[Saved entries]
☆ ☆ ☆ ☆ ☆
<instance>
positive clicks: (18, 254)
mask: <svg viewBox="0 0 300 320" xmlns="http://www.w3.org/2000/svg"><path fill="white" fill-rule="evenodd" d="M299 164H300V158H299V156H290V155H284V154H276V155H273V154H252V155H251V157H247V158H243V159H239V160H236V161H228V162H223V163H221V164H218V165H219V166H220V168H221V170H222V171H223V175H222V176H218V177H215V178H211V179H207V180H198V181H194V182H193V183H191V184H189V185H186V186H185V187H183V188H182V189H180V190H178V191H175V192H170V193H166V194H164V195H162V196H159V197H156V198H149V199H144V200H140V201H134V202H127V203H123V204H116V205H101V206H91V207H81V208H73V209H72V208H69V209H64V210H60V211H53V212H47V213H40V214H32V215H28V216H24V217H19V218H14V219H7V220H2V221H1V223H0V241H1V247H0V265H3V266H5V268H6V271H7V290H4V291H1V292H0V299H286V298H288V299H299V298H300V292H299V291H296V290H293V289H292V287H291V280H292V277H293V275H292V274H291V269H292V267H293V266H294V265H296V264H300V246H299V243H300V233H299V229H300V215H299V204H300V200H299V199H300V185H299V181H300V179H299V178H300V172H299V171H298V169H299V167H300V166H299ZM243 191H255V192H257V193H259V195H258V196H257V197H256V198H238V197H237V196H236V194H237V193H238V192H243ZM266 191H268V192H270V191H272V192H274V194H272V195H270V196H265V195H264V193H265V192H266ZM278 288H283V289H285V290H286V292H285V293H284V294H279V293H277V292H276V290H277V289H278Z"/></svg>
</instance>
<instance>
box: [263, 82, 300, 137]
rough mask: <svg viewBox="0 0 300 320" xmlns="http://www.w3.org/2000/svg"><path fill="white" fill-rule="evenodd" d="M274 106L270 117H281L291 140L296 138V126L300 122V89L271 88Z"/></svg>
☆ ☆ ☆ ☆ ☆
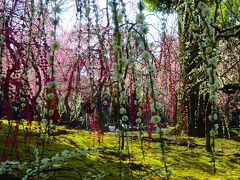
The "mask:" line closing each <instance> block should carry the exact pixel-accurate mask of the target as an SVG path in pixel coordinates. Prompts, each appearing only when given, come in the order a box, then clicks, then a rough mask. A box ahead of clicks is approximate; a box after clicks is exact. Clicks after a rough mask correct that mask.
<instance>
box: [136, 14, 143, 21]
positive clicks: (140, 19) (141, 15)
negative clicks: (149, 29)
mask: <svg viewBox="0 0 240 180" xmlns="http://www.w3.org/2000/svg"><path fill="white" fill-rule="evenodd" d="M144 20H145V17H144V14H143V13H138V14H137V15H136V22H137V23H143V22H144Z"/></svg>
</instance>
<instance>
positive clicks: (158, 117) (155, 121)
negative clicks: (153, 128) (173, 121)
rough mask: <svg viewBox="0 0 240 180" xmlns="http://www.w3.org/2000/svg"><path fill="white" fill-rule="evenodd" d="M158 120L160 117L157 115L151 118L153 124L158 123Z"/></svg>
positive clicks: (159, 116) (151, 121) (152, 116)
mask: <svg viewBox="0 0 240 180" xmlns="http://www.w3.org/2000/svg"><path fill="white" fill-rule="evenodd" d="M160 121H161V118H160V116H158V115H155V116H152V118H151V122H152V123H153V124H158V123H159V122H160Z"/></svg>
☆ ☆ ☆ ☆ ☆
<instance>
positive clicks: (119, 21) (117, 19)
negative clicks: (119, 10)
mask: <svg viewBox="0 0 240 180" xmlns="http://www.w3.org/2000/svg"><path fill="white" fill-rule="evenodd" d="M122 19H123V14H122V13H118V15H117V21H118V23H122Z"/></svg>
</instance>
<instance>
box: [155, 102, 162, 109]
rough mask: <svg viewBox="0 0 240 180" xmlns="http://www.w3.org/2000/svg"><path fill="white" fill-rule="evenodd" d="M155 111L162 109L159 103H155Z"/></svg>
☆ ☆ ☆ ☆ ☆
### Task goal
Scan the records above for the string "rough", then report every line that contains it.

### Solved problem
rough mask: <svg viewBox="0 0 300 320" xmlns="http://www.w3.org/2000/svg"><path fill="white" fill-rule="evenodd" d="M274 106L270 117H281L291 140L296 138V126L300 122V89L271 88Z"/></svg>
The "mask:" line closing each <instance> block should carry the exact pixel-accurate mask of the target as an SVG path in pixel coordinates. Prompts, each appearing only when given, come in the order a box, then clicks, then a rough mask. A box ahead of clicks is approximate; a box after clicks is exact. Clicks after a rough mask correct that mask.
rough mask: <svg viewBox="0 0 240 180" xmlns="http://www.w3.org/2000/svg"><path fill="white" fill-rule="evenodd" d="M158 120L160 117L157 115L151 118L153 124L158 123Z"/></svg>
rough mask: <svg viewBox="0 0 240 180" xmlns="http://www.w3.org/2000/svg"><path fill="white" fill-rule="evenodd" d="M155 111L162 109L159 103H155Z"/></svg>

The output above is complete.